#### [REQUESTS]
(a) In the book quote in the Depoe Bay excerpt, list the three places the narrator goes to or past on the way down to the water, in order.
(b) According to the Depoe Bay excerpt, what did the man with the sport fishing boat do for a living before?

==== PASSAGE

Blue Highways: Depoe Bay, Oregon

Unfolding the Map

We get into the nitty-gritty of fishing and fishermen, amid the sound of buoys.  In Depoe Bay, I find a lot to compare with my hometown.  And, you get some sentimental feelings about my uncles who were fishermen.  Fishing is a declining occupation in the United States, fast becoming a piece of America that was.  To see where Depoe Bay sits on Oregon's shores, a map is at your disposal.

Book Quote

"A high concrete-arch bridge crossed a narrow zigzag cleft on an inlet leading to a small harbor under the cliffs.  Depoe Bay used to be a picturesque fishing village; now it was just picturesque.  The fish houses, but for one seasonal company, were gone, the fleet gone, and in their stead had come sport fishing boats and souvenir ashtray and T-shirt shops.  In Depoe Bay the big fish now was the tourist, and, like grunion, its run was a seasonal swarming.

"....I went down to the harbor, slipped past the Coast Guard station, and pulled up at the wharf....Cold wind stirred the surf, but the little harbor lay quiet.  I heard laughter and a card game on a boat, and from out in the Pacific came the deep-throated dolor of sonobuoys groaning in their chains (seamen say) the agony of drowned sailors."

Blue Highways: Part 6, Chapter 4


Bridge at Depoe Bay, Oregon. Photo by BubbaB0y at the Tripadvisor site. Click on photo to go to site.Depoe Bay, Oregon

Two things stand out to me in the end of this chapter in Blue Highways.  First some setting.  LHM pulls into Depoe Bay and describes it as in the first paragraph above.  Then he finds a restaurant and talks to a local or two.  One guy gives him an earful on how things have changed in the town's main economic activities.  The man has a sport fishing boat where he takes tourists out on the Pacific to fish.  He used to be a commercial fisherman, but overfishing and regulations have killed the commercial fishing industry.  After talking with the man about how the "new fish" are now tourists looking to spend their money, LHM finds a place to pull up his van and sleep down by the wharf, lulled to sleep by the low moan of buoys.

========
==== EXTRACTED DATA

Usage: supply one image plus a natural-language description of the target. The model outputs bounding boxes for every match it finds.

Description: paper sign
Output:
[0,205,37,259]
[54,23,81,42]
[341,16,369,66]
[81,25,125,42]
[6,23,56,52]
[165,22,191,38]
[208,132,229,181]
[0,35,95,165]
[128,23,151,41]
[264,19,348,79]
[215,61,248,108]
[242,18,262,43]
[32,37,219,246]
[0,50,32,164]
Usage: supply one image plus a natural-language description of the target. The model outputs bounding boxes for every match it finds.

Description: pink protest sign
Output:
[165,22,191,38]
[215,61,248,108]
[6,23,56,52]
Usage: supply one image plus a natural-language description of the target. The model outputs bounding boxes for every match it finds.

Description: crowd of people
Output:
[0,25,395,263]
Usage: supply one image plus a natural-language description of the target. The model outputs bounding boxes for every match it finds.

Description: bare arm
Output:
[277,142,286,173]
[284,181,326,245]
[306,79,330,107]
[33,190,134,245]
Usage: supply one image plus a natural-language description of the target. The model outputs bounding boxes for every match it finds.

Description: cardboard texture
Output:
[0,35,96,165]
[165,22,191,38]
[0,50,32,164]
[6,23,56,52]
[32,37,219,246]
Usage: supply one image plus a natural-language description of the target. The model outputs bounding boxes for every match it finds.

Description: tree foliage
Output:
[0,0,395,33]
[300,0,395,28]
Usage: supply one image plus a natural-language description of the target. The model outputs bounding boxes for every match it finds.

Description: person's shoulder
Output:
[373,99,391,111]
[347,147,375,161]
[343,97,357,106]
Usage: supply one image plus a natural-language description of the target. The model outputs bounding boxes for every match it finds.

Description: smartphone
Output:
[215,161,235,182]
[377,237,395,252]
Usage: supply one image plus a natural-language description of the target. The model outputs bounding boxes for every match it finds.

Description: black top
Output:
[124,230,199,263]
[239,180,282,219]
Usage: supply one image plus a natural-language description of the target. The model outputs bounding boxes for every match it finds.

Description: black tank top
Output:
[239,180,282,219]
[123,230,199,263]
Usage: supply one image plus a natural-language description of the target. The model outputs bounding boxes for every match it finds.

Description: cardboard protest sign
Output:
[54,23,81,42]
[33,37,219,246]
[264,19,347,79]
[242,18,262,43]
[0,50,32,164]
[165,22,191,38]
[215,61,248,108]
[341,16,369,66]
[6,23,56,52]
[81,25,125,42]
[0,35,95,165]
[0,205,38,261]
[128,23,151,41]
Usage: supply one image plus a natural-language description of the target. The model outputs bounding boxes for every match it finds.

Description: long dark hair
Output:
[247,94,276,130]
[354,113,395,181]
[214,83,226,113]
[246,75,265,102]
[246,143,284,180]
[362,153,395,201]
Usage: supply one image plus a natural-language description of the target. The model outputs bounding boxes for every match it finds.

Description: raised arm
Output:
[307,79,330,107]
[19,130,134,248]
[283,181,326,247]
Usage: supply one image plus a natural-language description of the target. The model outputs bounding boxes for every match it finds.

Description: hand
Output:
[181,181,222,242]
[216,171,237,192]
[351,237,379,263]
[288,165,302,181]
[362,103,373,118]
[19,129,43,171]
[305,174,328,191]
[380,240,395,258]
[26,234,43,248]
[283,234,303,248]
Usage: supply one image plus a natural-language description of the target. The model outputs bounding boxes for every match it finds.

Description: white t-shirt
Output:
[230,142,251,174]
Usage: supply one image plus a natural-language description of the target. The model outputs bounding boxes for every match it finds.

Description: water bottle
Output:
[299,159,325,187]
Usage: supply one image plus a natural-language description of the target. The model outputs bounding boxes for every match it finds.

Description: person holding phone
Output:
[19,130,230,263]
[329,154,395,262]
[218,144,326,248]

========

#### [TASK-BY-TASK RESULTS]
(a) The harbor, the Coast Guard station, the wharf

(b) He was a commercial fisherman.